**QUOTED PASSAGE**
>>>

While alcohol, marijuana, methamphetamine, and heroin are the most widely consumed drugs in this country, they don’t get the media attention because death by opioids is more common.

A large number of deaths occur from opioid overdose mainly due to two reasons: 1) the uncertainty of a “safe” dosage and the purity of the drug when bought illegally; and 2) a person who returns to using opioids at the same level at which they previously used often overdoses because they don't have the same tolerance they had before.

A Collective Effort

Senator Amy Klobuchar

On April 6, 2018, in response to this crisis, the Minnesota Association of Resources for Recovery and Chemical Health (MARRCH) organized a statewide Opioid Summit in partnership with the University Foundation, the College of Continuing and Professional Studies’ Integrated Behavioral Health (IBH) and Addictions Counseling (ADDC) programs, and other area agencies. 

IBH/ADDC Director of Graduate Studies, Debra Wamsley, chaired the summit planning committee and moderated the panel discussion. Nine CCAPS students also volunteered at the event.

Participants included:

  • Senator Amy Klobuchar
  • Senator Tina Smith 
  • Representative Tom Emmer
  • local lawmakers and judges 
  • agency administrators
  • law enforcement agents
  • business leaders
  • physicians and pharmacists
  • IBH/ADDC students
  • leadership from the University of Minnesota


Among the 435 attendees were top legislators and those on the frontline of fighting the opioid epidemic. "The impressive lawmaker turnout tells us that there is ongoing support and concern about addressing addiction in general, and more specifically, opioid addiction," Wamsley says.

"The impressive lawmaker turnout tells us that there is ongoing support and concern..."

Sheriff Rick Stanek

The morning sessions were devoted to giving a bird’s-eye view of the issue across the state. Attendees heard from “people who can impact change in their communities,” including a judge from Duluth, members of chambers of commerce, and leaders from the recovery community, “who are out there working to impact policy and offer support.”

The afternoon featured a panel discussion about the barriers and possible solutions to implementing real change in terms of fair sentencing, helping underserved communities, and addressing the disparities in services available. Panelists talked about ways to engage the business sector and communities across Minnesota.

<<<

**TASK TO COMPLETE**
Continue the article about the 2018 Minnesota Opioid Summit, picking up after its final sentence about the afternoon panel.

**SUPPLIED MATERIAL**
>>>

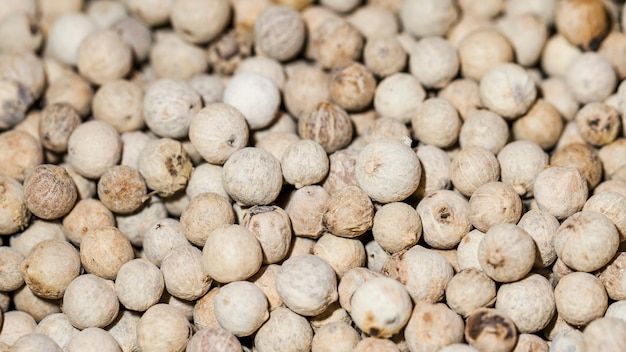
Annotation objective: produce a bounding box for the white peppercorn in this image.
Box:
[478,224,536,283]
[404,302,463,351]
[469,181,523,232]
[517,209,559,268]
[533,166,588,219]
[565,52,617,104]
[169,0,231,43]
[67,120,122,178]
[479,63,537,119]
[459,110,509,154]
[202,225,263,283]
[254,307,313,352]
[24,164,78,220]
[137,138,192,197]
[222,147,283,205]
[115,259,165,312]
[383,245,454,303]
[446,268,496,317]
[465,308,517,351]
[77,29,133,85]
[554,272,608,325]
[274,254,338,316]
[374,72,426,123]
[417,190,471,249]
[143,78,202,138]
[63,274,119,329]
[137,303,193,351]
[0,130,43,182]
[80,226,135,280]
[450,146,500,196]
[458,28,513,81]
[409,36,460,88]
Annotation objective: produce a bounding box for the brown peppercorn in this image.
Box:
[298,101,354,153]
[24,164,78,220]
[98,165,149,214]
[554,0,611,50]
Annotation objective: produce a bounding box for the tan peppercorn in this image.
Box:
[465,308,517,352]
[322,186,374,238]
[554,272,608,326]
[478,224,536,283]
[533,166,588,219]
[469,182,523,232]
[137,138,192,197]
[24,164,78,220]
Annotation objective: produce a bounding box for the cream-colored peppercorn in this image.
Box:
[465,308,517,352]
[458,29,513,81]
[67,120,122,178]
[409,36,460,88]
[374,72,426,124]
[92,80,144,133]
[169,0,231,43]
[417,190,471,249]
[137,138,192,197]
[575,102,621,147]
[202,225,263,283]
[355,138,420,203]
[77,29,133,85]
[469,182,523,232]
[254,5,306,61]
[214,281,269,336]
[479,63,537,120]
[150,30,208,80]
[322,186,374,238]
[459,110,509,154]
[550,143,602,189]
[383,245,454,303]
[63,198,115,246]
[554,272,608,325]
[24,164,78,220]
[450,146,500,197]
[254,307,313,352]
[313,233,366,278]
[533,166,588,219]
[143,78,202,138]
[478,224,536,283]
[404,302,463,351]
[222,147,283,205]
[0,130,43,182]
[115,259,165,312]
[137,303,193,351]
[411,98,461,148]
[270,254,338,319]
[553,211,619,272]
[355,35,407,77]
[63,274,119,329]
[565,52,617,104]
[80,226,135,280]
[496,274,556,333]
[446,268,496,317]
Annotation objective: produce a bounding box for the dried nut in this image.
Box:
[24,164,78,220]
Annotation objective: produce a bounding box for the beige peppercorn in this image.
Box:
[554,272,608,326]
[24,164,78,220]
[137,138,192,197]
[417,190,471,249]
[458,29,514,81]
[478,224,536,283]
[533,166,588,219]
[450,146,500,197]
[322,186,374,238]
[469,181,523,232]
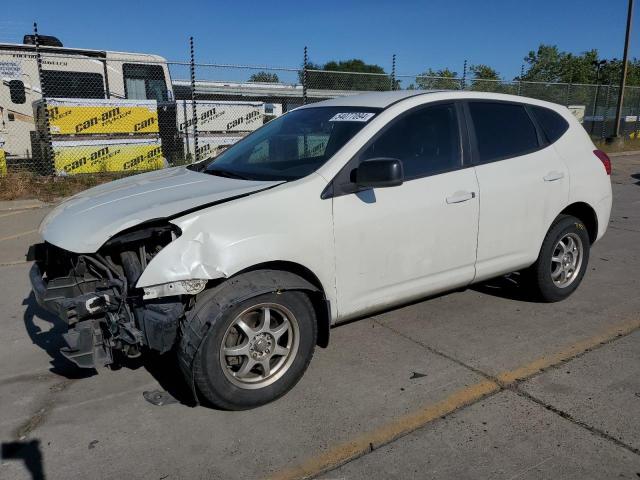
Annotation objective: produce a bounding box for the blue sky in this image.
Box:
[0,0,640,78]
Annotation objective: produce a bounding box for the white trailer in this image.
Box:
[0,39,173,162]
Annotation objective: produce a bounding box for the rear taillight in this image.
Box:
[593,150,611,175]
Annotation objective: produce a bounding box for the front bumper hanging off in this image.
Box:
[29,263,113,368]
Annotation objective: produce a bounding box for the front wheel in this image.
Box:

<<<
>>>

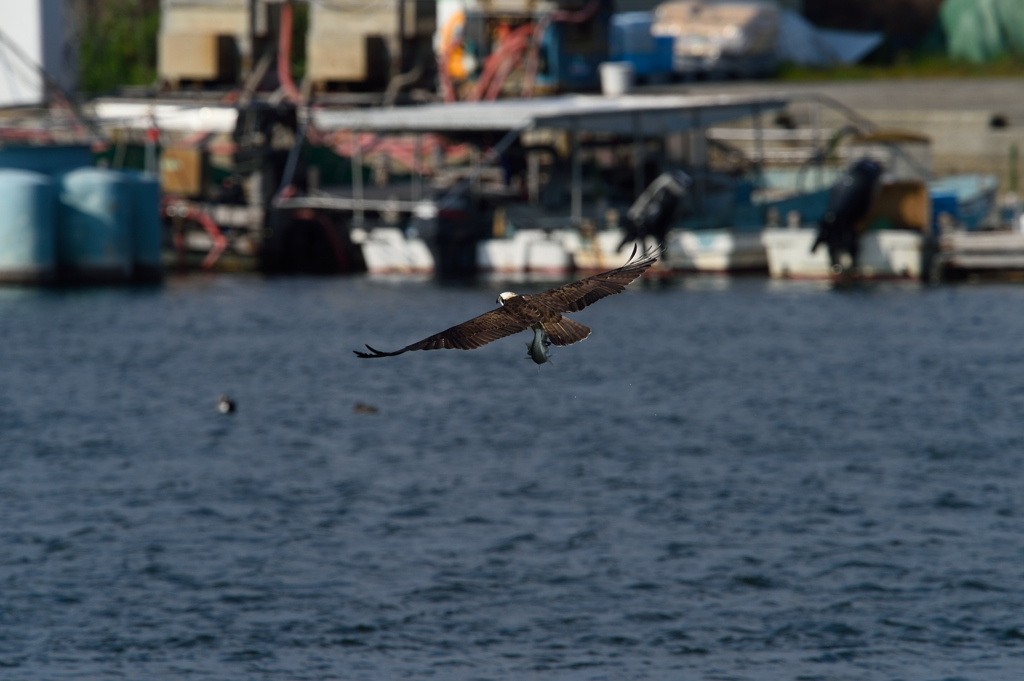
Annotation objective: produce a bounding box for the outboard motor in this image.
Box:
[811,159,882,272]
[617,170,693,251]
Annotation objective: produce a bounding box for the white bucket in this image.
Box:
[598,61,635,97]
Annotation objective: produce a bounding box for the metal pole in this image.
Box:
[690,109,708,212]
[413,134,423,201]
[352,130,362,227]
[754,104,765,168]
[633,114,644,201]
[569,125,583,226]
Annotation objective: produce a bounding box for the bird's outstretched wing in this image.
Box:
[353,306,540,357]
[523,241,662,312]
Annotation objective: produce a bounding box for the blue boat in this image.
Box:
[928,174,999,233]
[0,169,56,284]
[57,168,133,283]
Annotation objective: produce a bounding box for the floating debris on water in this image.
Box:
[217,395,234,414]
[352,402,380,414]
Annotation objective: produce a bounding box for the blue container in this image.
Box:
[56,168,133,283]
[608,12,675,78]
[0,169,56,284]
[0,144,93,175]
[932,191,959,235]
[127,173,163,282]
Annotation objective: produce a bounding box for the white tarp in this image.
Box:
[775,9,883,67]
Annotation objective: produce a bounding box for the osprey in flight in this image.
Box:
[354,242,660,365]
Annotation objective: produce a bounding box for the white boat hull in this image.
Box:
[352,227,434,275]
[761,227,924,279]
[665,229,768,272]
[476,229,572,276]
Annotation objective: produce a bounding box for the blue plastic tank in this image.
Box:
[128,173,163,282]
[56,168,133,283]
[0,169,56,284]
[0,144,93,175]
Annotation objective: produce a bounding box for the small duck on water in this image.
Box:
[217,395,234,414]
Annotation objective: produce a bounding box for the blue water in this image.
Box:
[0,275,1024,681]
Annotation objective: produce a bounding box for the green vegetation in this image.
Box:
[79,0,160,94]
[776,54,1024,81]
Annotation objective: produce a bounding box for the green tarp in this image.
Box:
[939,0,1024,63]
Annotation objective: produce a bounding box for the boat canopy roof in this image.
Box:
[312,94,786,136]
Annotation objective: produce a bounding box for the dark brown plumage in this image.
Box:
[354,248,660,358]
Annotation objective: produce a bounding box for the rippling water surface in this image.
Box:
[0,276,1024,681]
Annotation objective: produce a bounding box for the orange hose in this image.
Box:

<<<

**RESULT OF THE EXERCISE**
What’s Next?

Jeff Schiff

The kickoff summit was just the beginning, Wamsley says. The next step is to take what’s working to greater Minnesota through regional summits and implement solutions on a smaller scale. Each MARRCH board member, including Wamsley, is charged with generating energy, building resources, and identifying needs within the region that they live/work to keep the conversation going. 

So what can be done? To start, she adds, “we could monitor prescriptions, prepare physicians better, require training for anyone who can prescribe these drugs. We need to do more research, create PSAs (public service announcements) to educate the public.”

“The question you have to ask yourself is, what do I have to offer? How can I get involved, stay involved, and get others involved?” There are currently up to 12 follow-up summits anticipated state-wide over the next several months. (The next one is in Mankato in September 2018.)


Jan Malcolm

Minnesota Association of Recovery Resources for Chemical Health (MARRCH), the state’s premier professional organization for the addictions field has a sustained membership topping 2,000. MARRCH provides annual trainings for over 1,500 addictions and allied professionals at their spring and fall conferences. Its mission includes tracking and impacting legislation relevant to behavioral health through advocacy and information dissemination.